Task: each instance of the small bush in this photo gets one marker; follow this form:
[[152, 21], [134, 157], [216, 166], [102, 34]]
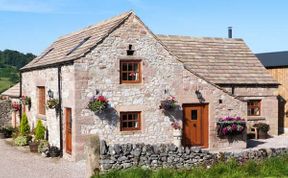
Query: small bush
[[21, 140], [7, 131], [24, 125], [43, 146], [39, 131]]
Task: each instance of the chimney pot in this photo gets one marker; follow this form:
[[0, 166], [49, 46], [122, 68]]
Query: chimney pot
[[229, 32]]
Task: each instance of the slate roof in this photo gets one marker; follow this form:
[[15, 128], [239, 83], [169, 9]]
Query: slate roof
[[274, 59], [219, 60], [13, 92], [62, 49]]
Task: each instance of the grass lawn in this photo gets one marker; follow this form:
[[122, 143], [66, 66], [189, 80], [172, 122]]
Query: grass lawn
[[272, 167], [5, 83]]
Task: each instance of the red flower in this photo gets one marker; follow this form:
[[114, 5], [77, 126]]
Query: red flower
[[102, 99]]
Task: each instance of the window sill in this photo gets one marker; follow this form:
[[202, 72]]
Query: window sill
[[255, 118]]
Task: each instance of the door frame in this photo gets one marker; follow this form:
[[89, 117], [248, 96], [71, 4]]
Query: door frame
[[205, 121], [71, 142]]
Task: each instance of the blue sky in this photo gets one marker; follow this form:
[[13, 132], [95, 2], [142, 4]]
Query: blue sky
[[31, 25]]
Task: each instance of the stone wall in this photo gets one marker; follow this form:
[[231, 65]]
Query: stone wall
[[49, 79], [5, 112], [269, 104], [169, 156], [161, 71]]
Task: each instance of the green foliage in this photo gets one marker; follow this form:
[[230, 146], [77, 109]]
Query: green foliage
[[10, 62], [15, 58], [7, 131], [43, 146], [21, 140], [39, 131], [24, 125], [272, 167]]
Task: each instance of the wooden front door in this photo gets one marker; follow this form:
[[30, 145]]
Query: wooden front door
[[68, 130], [195, 125]]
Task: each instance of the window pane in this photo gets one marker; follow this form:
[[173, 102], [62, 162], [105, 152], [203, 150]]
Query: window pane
[[130, 124], [124, 67], [124, 117], [194, 114], [130, 68], [136, 68], [124, 76], [130, 117]]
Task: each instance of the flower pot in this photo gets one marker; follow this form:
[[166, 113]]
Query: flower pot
[[33, 147], [262, 134], [2, 135], [177, 136]]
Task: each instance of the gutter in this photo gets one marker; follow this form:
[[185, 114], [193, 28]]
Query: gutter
[[60, 109]]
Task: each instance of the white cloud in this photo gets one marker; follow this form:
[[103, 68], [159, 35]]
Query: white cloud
[[25, 6]]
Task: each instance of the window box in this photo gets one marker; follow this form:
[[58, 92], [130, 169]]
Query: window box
[[130, 121], [230, 126]]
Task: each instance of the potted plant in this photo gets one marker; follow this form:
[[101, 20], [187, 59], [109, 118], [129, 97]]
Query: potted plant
[[262, 129], [28, 102], [52, 103], [15, 106], [54, 151], [230, 126], [23, 137], [177, 133], [43, 147], [7, 132], [98, 104], [39, 135], [168, 104]]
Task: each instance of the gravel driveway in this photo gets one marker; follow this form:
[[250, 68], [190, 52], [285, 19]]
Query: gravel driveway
[[16, 163]]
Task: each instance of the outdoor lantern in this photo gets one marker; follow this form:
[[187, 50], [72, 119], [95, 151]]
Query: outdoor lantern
[[50, 93]]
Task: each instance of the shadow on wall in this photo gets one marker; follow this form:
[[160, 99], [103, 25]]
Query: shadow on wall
[[174, 115], [281, 114]]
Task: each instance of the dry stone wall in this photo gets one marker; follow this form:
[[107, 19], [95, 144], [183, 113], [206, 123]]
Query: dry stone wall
[[122, 156]]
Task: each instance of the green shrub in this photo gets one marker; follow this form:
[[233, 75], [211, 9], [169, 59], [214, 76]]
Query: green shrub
[[21, 140], [43, 146], [24, 125], [39, 131], [7, 131]]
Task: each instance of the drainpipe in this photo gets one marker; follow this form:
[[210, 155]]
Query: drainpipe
[[60, 109], [20, 95]]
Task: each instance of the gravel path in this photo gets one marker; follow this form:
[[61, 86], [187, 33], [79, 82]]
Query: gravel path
[[15, 162], [274, 142]]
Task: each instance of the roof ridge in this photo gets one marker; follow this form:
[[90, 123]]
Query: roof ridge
[[275, 52], [199, 37], [122, 15]]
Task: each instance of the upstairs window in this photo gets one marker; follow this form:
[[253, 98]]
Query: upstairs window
[[130, 71], [254, 107], [130, 121], [41, 100]]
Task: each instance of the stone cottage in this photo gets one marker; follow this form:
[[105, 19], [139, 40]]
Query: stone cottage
[[210, 78]]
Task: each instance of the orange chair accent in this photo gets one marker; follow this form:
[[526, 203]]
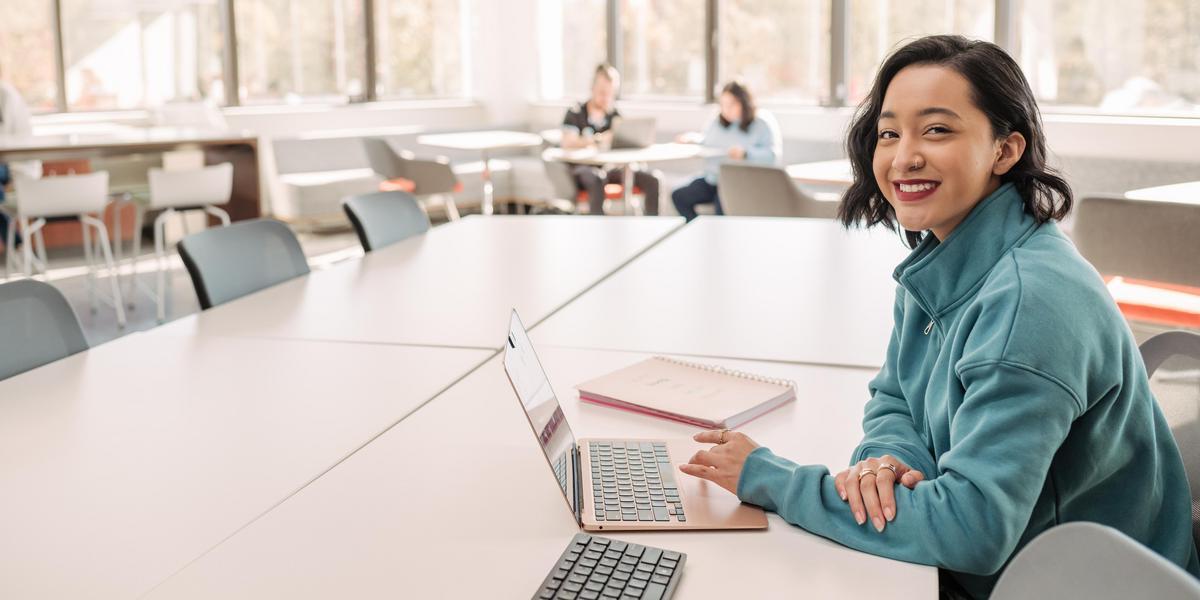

· · · · ·

### PROMPT
Locate every line in the data above that contains the word "potted", and reproduce each of those lines in full.

### ANSWER FOR THE TASK
Task: each instance of the potted plant in this photo gets one marker; follow this form:
Query: potted plant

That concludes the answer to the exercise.